Given task: Reproduce without any change the part of the records that opens with the line containing "Reviewer note: every instance of the pink" and closes with the line containing "Target: pink long-sleeve shirt", both of those lines included.
-- START Records to process --
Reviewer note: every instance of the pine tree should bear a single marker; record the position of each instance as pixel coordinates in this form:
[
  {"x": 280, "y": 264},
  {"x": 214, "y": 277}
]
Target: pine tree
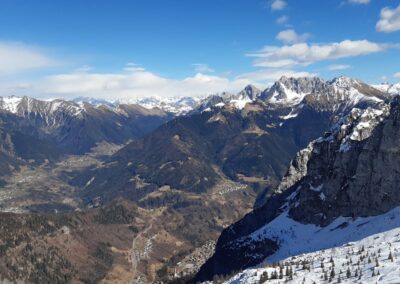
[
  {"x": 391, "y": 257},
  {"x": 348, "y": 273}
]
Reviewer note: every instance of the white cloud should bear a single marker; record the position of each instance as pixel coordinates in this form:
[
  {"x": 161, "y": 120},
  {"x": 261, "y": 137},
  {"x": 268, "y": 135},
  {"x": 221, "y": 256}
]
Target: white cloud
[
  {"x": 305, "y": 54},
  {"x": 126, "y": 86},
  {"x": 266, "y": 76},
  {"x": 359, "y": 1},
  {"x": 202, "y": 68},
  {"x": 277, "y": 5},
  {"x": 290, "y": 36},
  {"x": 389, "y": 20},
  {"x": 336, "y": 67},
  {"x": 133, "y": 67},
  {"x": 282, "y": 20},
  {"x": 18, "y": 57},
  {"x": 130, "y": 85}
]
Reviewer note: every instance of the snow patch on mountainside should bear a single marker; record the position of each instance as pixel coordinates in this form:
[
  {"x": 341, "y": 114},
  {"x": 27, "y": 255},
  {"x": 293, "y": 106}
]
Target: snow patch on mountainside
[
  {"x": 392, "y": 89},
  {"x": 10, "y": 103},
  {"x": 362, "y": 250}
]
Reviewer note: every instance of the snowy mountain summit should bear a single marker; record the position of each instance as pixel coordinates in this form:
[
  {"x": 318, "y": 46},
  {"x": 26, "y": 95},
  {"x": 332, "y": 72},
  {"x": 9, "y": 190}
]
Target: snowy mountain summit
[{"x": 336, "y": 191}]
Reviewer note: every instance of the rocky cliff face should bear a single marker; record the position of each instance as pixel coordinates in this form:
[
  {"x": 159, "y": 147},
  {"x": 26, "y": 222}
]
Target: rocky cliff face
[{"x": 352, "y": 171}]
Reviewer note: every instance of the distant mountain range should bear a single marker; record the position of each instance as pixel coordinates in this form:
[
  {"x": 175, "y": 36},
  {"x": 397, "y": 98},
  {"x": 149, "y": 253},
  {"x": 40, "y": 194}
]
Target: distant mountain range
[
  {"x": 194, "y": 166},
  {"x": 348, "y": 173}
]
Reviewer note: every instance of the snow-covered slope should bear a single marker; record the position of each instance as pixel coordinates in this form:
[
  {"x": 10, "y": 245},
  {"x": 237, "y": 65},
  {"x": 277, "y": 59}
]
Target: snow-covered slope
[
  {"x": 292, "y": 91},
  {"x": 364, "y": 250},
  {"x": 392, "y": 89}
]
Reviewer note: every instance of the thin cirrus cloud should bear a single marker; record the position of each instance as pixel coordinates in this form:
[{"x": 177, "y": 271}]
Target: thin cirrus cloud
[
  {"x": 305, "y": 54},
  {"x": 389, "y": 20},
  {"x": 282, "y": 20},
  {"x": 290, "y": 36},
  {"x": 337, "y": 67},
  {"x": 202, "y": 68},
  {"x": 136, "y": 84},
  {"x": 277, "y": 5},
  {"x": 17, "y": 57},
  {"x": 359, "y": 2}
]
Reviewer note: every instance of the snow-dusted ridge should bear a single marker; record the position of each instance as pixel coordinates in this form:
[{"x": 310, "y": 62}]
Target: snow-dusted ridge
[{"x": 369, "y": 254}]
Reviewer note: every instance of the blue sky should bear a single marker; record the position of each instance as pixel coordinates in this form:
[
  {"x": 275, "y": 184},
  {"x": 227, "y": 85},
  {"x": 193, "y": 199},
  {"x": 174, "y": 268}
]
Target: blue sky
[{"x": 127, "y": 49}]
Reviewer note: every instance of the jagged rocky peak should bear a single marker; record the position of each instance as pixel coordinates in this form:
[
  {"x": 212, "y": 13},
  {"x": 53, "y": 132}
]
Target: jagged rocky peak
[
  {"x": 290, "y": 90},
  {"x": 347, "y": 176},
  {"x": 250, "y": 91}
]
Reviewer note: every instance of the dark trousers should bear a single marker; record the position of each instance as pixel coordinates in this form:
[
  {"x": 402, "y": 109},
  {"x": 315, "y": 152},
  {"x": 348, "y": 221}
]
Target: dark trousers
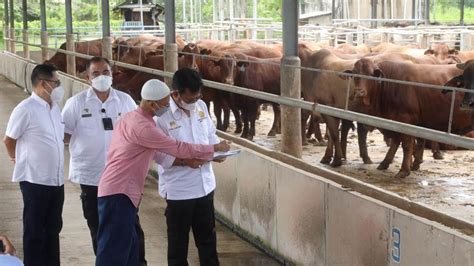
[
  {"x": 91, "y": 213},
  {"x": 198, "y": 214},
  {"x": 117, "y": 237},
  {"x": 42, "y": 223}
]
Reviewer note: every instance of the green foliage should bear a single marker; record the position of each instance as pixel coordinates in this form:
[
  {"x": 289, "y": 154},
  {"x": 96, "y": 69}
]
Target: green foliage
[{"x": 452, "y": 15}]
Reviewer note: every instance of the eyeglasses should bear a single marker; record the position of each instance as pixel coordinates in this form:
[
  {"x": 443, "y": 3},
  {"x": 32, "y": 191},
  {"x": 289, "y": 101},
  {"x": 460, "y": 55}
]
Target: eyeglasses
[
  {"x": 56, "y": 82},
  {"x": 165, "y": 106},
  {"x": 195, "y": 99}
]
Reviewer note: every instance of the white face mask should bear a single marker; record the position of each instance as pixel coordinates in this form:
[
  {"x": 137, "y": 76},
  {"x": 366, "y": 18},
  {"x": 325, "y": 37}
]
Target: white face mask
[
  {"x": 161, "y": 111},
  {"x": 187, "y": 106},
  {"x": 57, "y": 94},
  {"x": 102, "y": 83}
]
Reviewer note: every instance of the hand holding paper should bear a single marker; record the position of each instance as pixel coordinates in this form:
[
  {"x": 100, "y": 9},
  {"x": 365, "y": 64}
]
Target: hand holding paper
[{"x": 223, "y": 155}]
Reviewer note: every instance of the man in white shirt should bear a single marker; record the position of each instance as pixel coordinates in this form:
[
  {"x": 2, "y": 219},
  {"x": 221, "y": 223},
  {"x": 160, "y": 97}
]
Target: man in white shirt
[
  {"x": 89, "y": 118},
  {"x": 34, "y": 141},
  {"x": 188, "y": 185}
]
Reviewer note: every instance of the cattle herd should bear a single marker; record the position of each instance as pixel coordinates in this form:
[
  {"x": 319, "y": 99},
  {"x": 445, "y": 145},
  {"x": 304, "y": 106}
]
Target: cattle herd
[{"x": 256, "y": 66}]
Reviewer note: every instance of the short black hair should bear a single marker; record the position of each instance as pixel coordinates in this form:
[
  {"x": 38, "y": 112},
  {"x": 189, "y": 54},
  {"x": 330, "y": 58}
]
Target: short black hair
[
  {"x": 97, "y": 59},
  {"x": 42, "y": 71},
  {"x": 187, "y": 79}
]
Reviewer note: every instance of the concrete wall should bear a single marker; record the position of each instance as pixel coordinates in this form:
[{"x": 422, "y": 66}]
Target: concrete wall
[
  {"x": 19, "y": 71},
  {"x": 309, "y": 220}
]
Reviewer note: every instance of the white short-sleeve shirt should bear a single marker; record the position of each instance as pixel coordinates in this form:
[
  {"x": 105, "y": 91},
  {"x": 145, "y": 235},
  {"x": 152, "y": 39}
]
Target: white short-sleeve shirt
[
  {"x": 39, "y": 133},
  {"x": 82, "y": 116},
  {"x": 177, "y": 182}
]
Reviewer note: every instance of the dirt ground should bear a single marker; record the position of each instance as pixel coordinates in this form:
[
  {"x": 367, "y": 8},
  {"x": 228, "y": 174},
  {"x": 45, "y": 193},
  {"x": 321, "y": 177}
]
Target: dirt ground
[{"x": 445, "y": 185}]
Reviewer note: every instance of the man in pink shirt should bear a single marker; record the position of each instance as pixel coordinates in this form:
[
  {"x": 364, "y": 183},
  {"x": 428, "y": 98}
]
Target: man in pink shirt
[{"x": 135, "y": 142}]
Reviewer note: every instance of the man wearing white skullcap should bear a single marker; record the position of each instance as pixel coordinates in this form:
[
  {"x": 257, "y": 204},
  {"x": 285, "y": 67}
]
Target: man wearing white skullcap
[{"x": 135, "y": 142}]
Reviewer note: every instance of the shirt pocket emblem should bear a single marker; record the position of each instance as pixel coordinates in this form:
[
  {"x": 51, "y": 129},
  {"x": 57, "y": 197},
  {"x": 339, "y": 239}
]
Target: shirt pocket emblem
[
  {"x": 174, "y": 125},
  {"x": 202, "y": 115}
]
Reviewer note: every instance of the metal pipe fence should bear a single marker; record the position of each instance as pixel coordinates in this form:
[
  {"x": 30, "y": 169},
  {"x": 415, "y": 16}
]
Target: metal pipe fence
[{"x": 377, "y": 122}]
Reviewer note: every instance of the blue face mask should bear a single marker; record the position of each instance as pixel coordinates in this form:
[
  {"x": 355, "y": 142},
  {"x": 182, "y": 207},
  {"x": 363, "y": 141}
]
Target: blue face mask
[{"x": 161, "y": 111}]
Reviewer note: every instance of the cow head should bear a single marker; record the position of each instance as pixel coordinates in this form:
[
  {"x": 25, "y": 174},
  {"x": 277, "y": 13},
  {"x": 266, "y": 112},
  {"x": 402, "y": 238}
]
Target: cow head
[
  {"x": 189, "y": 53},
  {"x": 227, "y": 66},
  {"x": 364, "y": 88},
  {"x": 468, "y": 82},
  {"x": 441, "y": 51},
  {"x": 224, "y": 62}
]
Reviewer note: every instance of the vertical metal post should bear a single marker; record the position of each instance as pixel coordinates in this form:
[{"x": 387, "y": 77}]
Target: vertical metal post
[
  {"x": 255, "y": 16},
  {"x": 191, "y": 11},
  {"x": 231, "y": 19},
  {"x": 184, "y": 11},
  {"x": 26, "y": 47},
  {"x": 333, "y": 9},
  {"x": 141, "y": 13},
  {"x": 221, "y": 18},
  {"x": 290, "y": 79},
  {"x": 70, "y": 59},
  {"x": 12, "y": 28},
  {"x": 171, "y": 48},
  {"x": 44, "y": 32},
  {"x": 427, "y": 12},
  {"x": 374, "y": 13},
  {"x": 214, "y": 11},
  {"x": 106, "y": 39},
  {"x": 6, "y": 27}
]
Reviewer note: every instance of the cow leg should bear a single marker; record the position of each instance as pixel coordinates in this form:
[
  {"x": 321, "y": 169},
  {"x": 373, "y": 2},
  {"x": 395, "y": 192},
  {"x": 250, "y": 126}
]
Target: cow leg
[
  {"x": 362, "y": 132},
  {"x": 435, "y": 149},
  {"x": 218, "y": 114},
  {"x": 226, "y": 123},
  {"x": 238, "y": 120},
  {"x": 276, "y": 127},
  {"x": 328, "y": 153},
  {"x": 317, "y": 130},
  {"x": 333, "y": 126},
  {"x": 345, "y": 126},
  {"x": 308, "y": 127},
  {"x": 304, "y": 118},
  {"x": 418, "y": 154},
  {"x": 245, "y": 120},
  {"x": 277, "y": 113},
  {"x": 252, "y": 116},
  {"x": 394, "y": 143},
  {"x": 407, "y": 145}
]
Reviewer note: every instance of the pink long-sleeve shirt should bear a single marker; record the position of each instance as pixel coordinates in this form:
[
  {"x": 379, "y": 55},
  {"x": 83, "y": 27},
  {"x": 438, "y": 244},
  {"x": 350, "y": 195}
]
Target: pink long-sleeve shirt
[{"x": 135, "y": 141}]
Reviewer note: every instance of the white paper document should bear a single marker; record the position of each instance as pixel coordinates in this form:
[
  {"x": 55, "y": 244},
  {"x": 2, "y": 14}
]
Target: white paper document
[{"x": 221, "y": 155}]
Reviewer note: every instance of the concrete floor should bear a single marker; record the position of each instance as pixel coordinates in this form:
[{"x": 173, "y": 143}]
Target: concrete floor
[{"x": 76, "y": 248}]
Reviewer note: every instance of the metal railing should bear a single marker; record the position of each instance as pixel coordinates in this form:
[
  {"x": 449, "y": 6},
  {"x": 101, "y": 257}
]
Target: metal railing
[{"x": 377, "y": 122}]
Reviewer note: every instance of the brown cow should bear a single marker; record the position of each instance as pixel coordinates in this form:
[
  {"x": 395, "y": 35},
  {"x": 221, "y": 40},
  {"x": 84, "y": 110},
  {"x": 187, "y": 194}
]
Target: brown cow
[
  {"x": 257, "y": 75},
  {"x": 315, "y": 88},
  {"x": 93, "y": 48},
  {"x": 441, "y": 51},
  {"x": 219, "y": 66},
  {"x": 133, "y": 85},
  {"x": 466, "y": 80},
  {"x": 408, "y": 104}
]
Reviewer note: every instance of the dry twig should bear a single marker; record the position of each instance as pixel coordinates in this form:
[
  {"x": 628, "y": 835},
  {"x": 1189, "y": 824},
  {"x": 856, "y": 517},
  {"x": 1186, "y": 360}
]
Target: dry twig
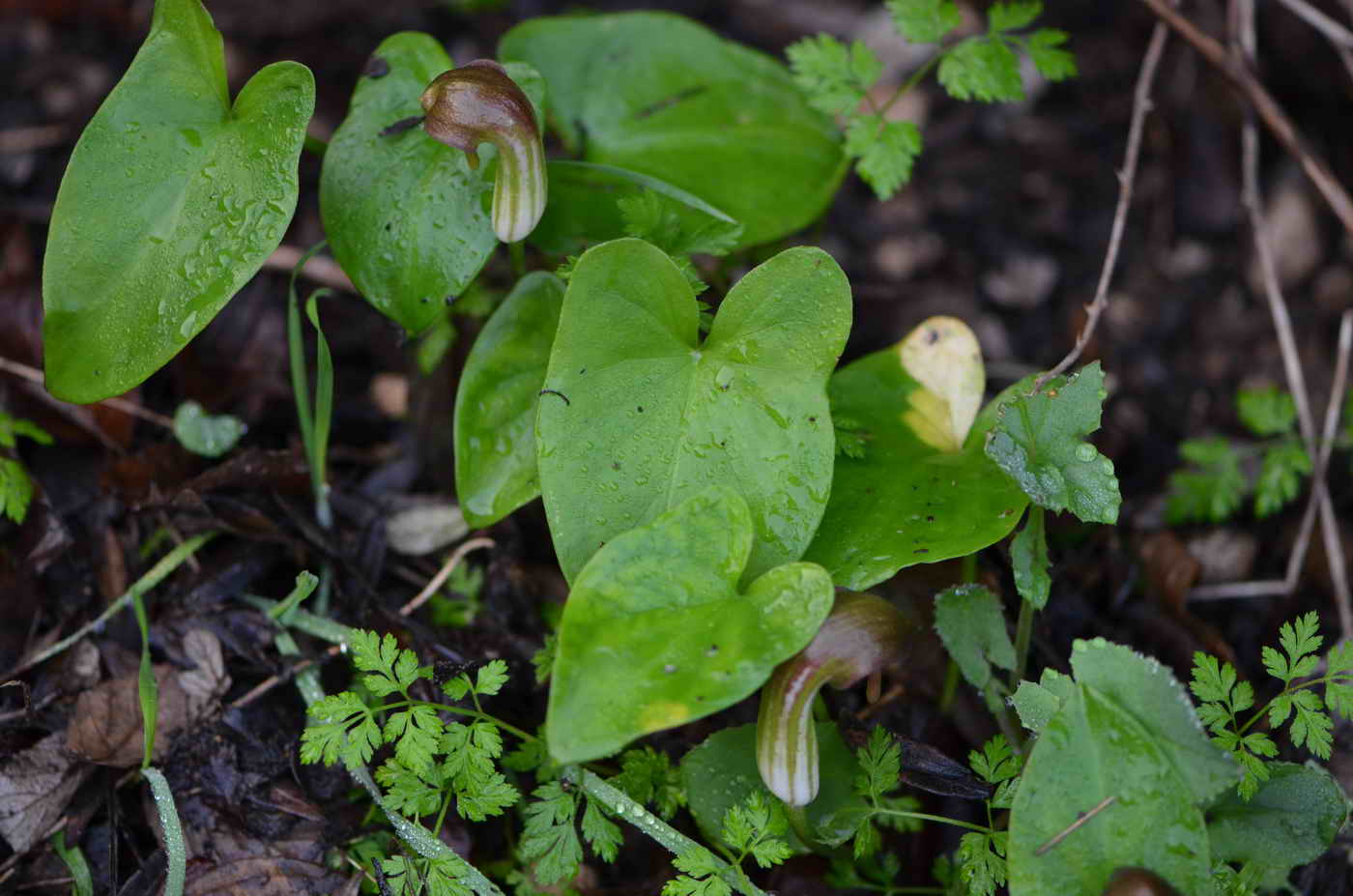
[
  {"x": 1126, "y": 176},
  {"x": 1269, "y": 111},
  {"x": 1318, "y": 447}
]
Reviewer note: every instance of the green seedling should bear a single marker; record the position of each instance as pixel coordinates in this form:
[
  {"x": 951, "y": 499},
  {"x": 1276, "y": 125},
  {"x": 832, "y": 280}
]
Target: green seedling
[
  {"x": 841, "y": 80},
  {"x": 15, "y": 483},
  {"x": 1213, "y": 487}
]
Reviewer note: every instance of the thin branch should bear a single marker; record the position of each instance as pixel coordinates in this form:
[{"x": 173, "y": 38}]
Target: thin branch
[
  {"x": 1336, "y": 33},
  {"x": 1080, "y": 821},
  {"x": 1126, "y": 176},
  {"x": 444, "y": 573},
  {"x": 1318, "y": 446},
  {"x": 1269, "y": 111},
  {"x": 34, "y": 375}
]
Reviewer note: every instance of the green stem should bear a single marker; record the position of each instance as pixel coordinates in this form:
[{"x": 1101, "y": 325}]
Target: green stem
-- END Records to process --
Exercise solution:
Reviewer note: every instance of the pink long-sleeve shirt should bear a single marker; record the position of each instance as pixel coordinates in this form:
[
  {"x": 379, "y": 55},
  {"x": 83, "y": 27},
  {"x": 438, "y": 244},
  {"x": 350, "y": 195}
]
Target: pink long-sleeve shirt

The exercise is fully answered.